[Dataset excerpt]
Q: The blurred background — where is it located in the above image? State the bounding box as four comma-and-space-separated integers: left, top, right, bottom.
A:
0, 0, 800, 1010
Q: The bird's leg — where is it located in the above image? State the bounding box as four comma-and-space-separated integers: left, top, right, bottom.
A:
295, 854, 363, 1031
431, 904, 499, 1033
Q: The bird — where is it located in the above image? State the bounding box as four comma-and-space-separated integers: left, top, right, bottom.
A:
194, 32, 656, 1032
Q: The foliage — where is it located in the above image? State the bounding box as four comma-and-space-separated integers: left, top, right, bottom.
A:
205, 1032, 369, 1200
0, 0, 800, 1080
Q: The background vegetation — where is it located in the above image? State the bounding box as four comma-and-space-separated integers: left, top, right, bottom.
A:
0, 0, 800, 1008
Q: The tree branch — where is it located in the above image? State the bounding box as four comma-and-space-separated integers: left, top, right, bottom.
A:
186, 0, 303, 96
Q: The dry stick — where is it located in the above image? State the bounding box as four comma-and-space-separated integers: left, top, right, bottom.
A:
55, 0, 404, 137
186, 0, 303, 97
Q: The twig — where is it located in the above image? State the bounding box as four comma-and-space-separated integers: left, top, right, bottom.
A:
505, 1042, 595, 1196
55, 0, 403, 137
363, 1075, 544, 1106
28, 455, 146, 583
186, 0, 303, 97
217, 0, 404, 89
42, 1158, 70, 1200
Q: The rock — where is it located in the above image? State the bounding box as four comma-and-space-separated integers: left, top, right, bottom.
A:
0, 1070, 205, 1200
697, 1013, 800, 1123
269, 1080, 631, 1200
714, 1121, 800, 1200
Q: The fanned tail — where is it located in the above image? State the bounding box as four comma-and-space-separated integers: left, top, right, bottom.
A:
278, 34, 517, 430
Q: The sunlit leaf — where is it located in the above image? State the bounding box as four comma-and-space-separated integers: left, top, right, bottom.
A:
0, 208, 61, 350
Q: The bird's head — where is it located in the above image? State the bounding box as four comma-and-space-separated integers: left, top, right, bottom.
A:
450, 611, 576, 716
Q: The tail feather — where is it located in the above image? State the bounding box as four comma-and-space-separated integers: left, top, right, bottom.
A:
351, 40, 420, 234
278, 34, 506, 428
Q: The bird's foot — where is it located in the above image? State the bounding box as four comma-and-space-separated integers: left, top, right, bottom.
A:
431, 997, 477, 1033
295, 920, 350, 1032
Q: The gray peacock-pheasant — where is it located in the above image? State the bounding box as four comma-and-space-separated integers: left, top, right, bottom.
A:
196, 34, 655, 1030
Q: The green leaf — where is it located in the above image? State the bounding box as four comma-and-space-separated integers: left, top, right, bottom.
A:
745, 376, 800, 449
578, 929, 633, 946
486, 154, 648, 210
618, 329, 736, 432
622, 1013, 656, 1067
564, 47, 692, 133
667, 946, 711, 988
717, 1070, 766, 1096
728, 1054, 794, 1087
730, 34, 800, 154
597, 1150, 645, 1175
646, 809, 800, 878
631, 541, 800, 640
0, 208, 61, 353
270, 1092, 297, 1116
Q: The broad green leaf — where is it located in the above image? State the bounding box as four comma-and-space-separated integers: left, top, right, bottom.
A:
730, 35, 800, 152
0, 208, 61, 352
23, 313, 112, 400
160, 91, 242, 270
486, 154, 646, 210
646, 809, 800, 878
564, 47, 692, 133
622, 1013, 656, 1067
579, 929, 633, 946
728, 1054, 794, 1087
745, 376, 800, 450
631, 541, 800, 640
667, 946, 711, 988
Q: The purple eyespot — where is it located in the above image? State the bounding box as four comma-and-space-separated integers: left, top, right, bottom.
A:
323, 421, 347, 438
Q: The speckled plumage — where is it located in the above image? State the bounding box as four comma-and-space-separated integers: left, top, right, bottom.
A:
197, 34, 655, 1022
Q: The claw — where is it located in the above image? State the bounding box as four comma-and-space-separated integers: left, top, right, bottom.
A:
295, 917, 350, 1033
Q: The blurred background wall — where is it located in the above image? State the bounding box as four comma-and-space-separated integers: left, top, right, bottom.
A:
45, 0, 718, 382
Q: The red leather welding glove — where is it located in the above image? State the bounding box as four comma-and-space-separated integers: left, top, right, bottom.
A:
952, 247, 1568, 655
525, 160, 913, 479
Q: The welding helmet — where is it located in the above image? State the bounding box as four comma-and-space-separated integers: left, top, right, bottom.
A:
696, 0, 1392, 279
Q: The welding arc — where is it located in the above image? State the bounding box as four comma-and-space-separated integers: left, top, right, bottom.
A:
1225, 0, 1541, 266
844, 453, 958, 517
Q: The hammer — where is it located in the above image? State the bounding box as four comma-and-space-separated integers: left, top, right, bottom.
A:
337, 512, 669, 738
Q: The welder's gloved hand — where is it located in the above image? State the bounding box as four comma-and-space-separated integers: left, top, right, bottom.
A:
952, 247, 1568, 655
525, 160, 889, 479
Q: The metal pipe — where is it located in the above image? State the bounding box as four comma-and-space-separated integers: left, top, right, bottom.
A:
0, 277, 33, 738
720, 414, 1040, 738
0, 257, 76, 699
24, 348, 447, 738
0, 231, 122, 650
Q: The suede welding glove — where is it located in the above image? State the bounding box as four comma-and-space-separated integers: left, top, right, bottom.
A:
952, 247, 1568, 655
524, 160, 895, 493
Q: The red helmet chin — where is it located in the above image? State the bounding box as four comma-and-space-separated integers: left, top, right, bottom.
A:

▶ _The problem_:
Return every record above, repeating each line verbatim.

▶ _Exercise result_:
Q: The blurred background — where is it located in the above image? State the bounding box as four comma-and-space-separated integers: left, top, right, bottom.
A:
0, 0, 800, 1010
Q: The bird's leg — where is it located in the above image? State the bounding box as four comma-and-space-separated integers: left, top, right, bottom.
A:
295, 854, 363, 1031
431, 904, 499, 1033
Q: The bird — where is it located in the above image? State the bounding box as four comma-and-space-separated integers: left, top, right, bottom.
A:
194, 32, 656, 1032
Q: The foliage — where is it located in the above image? State the bounding box as four comma-and-space-separated integers: left, top, right, bottom.
A:
205, 1032, 369, 1200
0, 0, 800, 1080
Q: The background vegetation — where is it located in the above image? State the bounding box as four comma-and-space-separated integers: left, top, right, bottom.
A:
0, 0, 800, 1008
Q: The tree branch — where is it located in the above image? State the bounding box as four comma-and-space-separated integers: left, top, right, bottom.
A:
186, 0, 303, 96
Q: The dry stick — where is it located in the above image? State the bounding box as four comma-and-space-separated integers: left, top, right, bottom.
A:
55, 0, 404, 137
186, 0, 303, 97
Q: The twig — where is it located in the above image? State the bounding box as four comma-and-space-separated integers: left, top, right, bottom.
A:
505, 1042, 595, 1196
55, 0, 403, 137
363, 1075, 544, 1106
28, 455, 146, 583
186, 0, 303, 97
217, 0, 404, 89
42, 1158, 70, 1200
Q: The rock — where is it located in the above image? State the bounding box as four comma-and-space-separated integers: left, top, right, bottom.
A:
0, 1070, 205, 1200
697, 1013, 800, 1123
269, 1080, 631, 1200
714, 1121, 800, 1200
Q: The fanned tail — where is it located in the above image? State the bounding box as four comma-and-space-separated integers: left, top, right, bottom.
A:
278, 34, 517, 430
Q: The sunlit leaf — where is it located in the above image? State the bounding box as four comma-and-space-separated integers: left, top, right, bottom.
A:
0, 208, 61, 350
Q: The bird's head — where is it located in the above image? State the bounding box as four comma-and-space-separated integers: left, top, right, bottom.
A:
450, 611, 576, 716
Q: The tail feather — where is it located in the above image? State the bounding box as four comma-and-space-separated integers: left, top, right, bottom.
A:
351, 40, 420, 234
278, 34, 506, 428
Q: The bird's foot — where is it located in the above image? State the bounding box as four comma-and-space-separated integers: left, top, right, bottom.
A:
431, 997, 477, 1033
295, 920, 350, 1032
Q: The gray peacock-pheasant — where is it located in the above image? State the bounding box as four comma-and-space-separated integers: left, top, right, bottom.
A:
196, 34, 655, 1030
Q: The green leaf — where is it located in the above image? State the bounding box as four comma-and-space-separated integers: left, top, right, bottom.
A:
745, 376, 800, 449
578, 929, 633, 946
486, 154, 648, 210
618, 329, 736, 432
622, 1013, 656, 1067
564, 47, 692, 133
667, 946, 711, 988
717, 1070, 766, 1096
728, 1054, 794, 1087
730, 34, 800, 154
597, 1150, 645, 1175
646, 809, 800, 878
631, 541, 800, 640
0, 208, 61, 353
270, 1092, 297, 1116
Q: The broad green leaf — where is it located in the above image? State the bounding box as four comma-and-space-separated integers: left, top, right, bottom.
A:
730, 35, 800, 152
0, 208, 61, 352
23, 313, 112, 400
160, 91, 242, 270
486, 154, 646, 210
646, 809, 800, 878
564, 47, 692, 133
622, 1013, 656, 1067
579, 929, 633, 946
728, 1054, 794, 1087
745, 376, 800, 450
631, 541, 800, 640
667, 946, 711, 988
Q: The purple eyespot — where is it located in the above image? State the bounding box as four comma-and-space-separated integers: left, top, right, bottom.
A:
323, 421, 347, 438
Q: The speckled plumage — where is it located in the above image? State the bounding box as four comma-and-space-separated integers: left, top, right, bottom.
A:
197, 34, 655, 1022
Q: The claw — where is it located in the above image? State the bounding box as four comma-and-space-separated integers: left, top, right, bottom.
A:
295, 917, 350, 1033
Q: The blurred background wall — where is it located in the above image? State the bounding box as four comma-and-space-separated integers: left, top, right, bottom.
A:
45, 0, 718, 382
Q: The red leather welding glove — where is it located in the above image? State the bounding box as four comma-and-space-separated integers: left, top, right, bottom.
A:
952, 247, 1568, 655
525, 160, 913, 479
Q: The welding helmet — where is it located in the above image? State the bounding box as four comma-and-space-separated integers: left, top, right, bottom.
A:
696, 0, 1392, 279
Q: The welding arc — where is it located in the above image? State the bounding box as four comma-and-space-separated integers: left, top, right, bottom.
A:
1225, 0, 1541, 266
844, 453, 958, 517
Q: The hammer — where is it located in the above image? State the bounding box as four comma-and-space-separated integers: left, top, right, bottom.
A:
337, 512, 669, 738
Q: The welder's gloved hand — where is it located in the above image? State the bounding box as four comma-and-space-separated integers: left, top, right, bottom.
A:
952, 247, 1568, 655
525, 160, 889, 479
Q: The metal pipe — where is it located in the above image? State the bounding box as four comma-and-space-separated integers: left, top, right, bottom.
A:
0, 277, 33, 738
720, 414, 1040, 738
0, 257, 76, 699
24, 348, 447, 738
0, 231, 122, 650
Q: The suede welding glove — where is it located in the above image? State the bounding box as four comma-and-space-separated integers: left, top, right, bottom.
A:
952, 247, 1568, 655
524, 160, 895, 493
Q: The red helmet chin — where is it located in the above image? State the bounding box as four comma-and-space-separated integers: left, top, right, bottom.
A:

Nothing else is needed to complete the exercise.